Try it
Extract from the entries below, exactly as given, only the lines from the line containing "104L315 106L316 125L321" to the line containing "box: [268, 59, 290, 71]", both lines included.

Exercise input

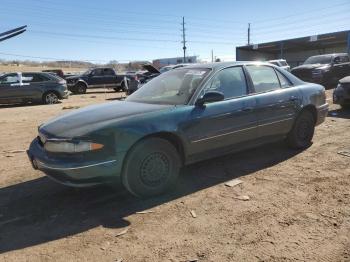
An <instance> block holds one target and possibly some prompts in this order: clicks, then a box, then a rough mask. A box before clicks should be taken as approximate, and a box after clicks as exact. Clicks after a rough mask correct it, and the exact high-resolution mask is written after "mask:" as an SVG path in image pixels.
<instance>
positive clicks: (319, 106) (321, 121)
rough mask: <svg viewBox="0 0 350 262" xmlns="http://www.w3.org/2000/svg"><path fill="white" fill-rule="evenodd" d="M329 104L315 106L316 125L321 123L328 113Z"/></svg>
mask: <svg viewBox="0 0 350 262" xmlns="http://www.w3.org/2000/svg"><path fill="white" fill-rule="evenodd" d="M328 110H329V105H328V103H326V104H324V105H322V106H319V107H317V120H316V126H318V125H320V124H322V123H323V122H324V121H325V120H326V117H327V115H328Z"/></svg>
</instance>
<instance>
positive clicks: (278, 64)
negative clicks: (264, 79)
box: [268, 59, 290, 71]
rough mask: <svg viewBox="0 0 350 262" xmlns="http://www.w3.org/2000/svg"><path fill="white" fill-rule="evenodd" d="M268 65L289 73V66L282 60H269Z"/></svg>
mask: <svg viewBox="0 0 350 262" xmlns="http://www.w3.org/2000/svg"><path fill="white" fill-rule="evenodd" d="M268 62H269V63H270V64H273V65H276V66H278V67H280V68H282V69H284V70H287V71H290V66H289V65H288V63H287V61H286V60H284V59H277V60H270V61H268Z"/></svg>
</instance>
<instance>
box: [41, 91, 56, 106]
mask: <svg viewBox="0 0 350 262" xmlns="http://www.w3.org/2000/svg"><path fill="white" fill-rule="evenodd" d="M57 102H58V95H57V94H56V93H55V92H47V93H45V94H44V95H43V103H44V104H49V105H50V104H56V103H57Z"/></svg>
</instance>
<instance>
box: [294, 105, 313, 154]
mask: <svg viewBox="0 0 350 262" xmlns="http://www.w3.org/2000/svg"><path fill="white" fill-rule="evenodd" d="M314 132H315V119H314V116H313V115H312V113H311V112H310V111H307V110H305V111H303V112H302V113H301V114H300V115H299V116H298V117H297V119H296V120H295V123H294V126H293V128H292V130H291V131H290V132H289V134H288V136H287V143H288V145H289V146H290V147H291V148H295V149H304V148H307V147H309V146H310V145H311V143H312V138H313V136H314Z"/></svg>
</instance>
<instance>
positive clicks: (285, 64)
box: [280, 61, 288, 66]
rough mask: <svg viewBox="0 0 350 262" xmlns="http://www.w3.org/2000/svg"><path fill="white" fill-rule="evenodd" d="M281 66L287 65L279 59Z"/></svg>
mask: <svg viewBox="0 0 350 262" xmlns="http://www.w3.org/2000/svg"><path fill="white" fill-rule="evenodd" d="M280 64H281V66H288V64H287V62H286V61H280Z"/></svg>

Completed exercise
rough mask: <svg viewBox="0 0 350 262" xmlns="http://www.w3.org/2000/svg"><path fill="white" fill-rule="evenodd" d="M329 104L315 106L316 125L321 123L328 113Z"/></svg>
mask: <svg viewBox="0 0 350 262" xmlns="http://www.w3.org/2000/svg"><path fill="white" fill-rule="evenodd" d="M328 110H329V105H328V103H326V104H324V105H322V106H319V107H317V120H316V126H318V125H320V124H322V123H323V122H324V121H325V120H326V117H327V115H328Z"/></svg>
</instance>
<instance>
positive clicks: (278, 64)
negative clicks: (264, 79)
box: [268, 59, 290, 71]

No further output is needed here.